● Task to carry out
Each line that follows should be printed again exactly as it stands.

--

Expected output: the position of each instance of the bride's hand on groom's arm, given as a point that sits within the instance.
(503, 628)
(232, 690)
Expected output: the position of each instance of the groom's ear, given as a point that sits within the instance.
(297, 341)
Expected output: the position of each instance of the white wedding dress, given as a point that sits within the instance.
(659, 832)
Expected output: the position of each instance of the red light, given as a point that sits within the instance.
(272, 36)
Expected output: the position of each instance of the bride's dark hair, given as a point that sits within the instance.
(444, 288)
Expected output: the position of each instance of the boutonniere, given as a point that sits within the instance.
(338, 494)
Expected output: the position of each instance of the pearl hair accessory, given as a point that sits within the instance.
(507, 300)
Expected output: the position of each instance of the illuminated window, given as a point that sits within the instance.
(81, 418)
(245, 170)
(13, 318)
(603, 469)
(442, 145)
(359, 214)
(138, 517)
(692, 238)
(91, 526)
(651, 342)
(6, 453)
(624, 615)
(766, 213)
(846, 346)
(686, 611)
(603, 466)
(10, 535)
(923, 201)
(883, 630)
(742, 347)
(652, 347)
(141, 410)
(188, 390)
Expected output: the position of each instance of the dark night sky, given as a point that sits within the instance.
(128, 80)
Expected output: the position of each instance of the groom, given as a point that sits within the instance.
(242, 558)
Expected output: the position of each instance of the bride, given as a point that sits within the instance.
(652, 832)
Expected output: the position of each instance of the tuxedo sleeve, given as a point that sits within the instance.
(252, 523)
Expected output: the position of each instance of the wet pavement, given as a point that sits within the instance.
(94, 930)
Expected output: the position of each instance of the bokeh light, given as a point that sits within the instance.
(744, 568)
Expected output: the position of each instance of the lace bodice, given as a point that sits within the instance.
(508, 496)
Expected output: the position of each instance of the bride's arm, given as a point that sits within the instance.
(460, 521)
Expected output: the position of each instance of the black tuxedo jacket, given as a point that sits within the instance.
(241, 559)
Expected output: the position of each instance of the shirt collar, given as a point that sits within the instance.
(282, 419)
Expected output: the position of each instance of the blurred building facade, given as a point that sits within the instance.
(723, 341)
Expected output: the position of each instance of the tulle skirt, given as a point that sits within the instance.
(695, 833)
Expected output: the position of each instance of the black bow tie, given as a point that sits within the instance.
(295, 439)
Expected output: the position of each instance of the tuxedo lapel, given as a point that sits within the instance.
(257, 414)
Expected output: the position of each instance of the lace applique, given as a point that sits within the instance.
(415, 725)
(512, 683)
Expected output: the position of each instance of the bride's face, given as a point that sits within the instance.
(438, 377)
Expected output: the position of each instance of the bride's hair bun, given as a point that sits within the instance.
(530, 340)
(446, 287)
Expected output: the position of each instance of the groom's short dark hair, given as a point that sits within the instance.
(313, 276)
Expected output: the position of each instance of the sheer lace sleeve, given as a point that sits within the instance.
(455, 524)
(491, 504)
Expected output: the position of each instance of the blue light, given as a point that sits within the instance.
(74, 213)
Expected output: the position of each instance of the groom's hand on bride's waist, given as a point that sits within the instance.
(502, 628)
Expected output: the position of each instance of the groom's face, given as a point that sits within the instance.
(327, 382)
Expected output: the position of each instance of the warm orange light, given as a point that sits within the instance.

--

● Response
Expected output: the position of each instance of the bride's hand on groom's arm, given as a point that sits within the instance.
(503, 628)
(232, 690)
Expected output: the position of each instance of the groom's ear, given as a point that sits within the instance.
(297, 341)
Expected output: the position of each instance of the white wedding dress, given as a point that sits within the instance.
(659, 832)
Expected output: the position of each instance of the red light, given as a point that sits within the instance.
(272, 36)
Expected output: the position of each instance of the bride's dark hair, given as a point that sits within the instance.
(444, 288)
Expected output: the position of each instance of the boutonniere, given as a point that sits within the instance.
(338, 494)
Expected output: the position of each instance of the pearl hair accessory, given as a point that sits within the instance.
(507, 300)
Expected output: the position of each instance of the illuminated window, given as a point that sits within the instance.
(81, 418)
(245, 170)
(13, 318)
(603, 469)
(442, 145)
(359, 214)
(138, 517)
(692, 238)
(91, 526)
(651, 342)
(6, 453)
(624, 615)
(766, 213)
(846, 346)
(686, 611)
(603, 466)
(10, 535)
(923, 201)
(883, 630)
(742, 347)
(652, 347)
(141, 410)
(188, 390)
Expected output: the position of each instance of the dark night sky, given as a point that sits within the instance.
(128, 80)
Expected output: the position of each instance of the groom, given as a point that sits within the instance.
(242, 558)
Expected output: the position of each instance of the bride, given as a point that sits within the instance.
(652, 832)
Expected output: the position of each instance of the tuxedo sleeve, given as a point that sits within the instance.
(252, 523)
Expected output: the position of each instance of the wet pavement, given as a point that sits within the instance.
(94, 930)
Expected output: the position of each instance of the bokeh light, given as a point that sits within the instance.
(744, 568)
Expected output: the position of each instance of the lace bodice, given as a point that sits within the instance.
(508, 496)
Expected output: the position of each instance of the bride's arm, given as a point that sits within the instance.
(460, 521)
Expected output: the position of each instance of the black tuxedo jacket, given as a point that sits within the instance.
(241, 559)
Expected output: the position of each instance of the shirt collar, given as a point that sits within the instance.
(282, 419)
Expected output: the position of each instance of the blurred building facade, given as a point that sits within the instance.
(723, 341)
Expected output: the position of each instance of the tulle skirt, given as a point that sits within the instance.
(695, 833)
Expected output: the position of each instance of the black bow tie, given as a point that sits within the instance.
(295, 439)
Expected output: the position of each instance of the tuxedo lapel, given as a point that sits within the instance.
(257, 414)
Expected output: the position of each instance of the lace applique, given as a point that sits within the instance.
(415, 725)
(512, 683)
Expected output: the position of each instance of the bride's face, given as a point that sits within the instance.
(438, 377)
Expected output: the position of each instance of the bride's hair bun, given as a point that sits within the instance.
(530, 340)
(446, 287)
Expected output: the position of each instance of the groom's short dark hair, given as a point that sits within the instance.
(313, 276)
Expected output: the position of each instance of the sheer lace sleeve, given as a point that sits within the instance.
(455, 524)
(491, 504)
Expected output: the position of each instance of the blue light, given as a point that sits within the instance.
(74, 213)
Expected output: the position of each instance of the groom's hand on bride's waist, given as a point that sits within the instance.
(502, 628)
Expected output: the position of each instance of the groom's face, given as a point that sits within the instance.
(327, 382)
Expected output: the position of each instance of the warm orange light, given as a point that sits within the instance.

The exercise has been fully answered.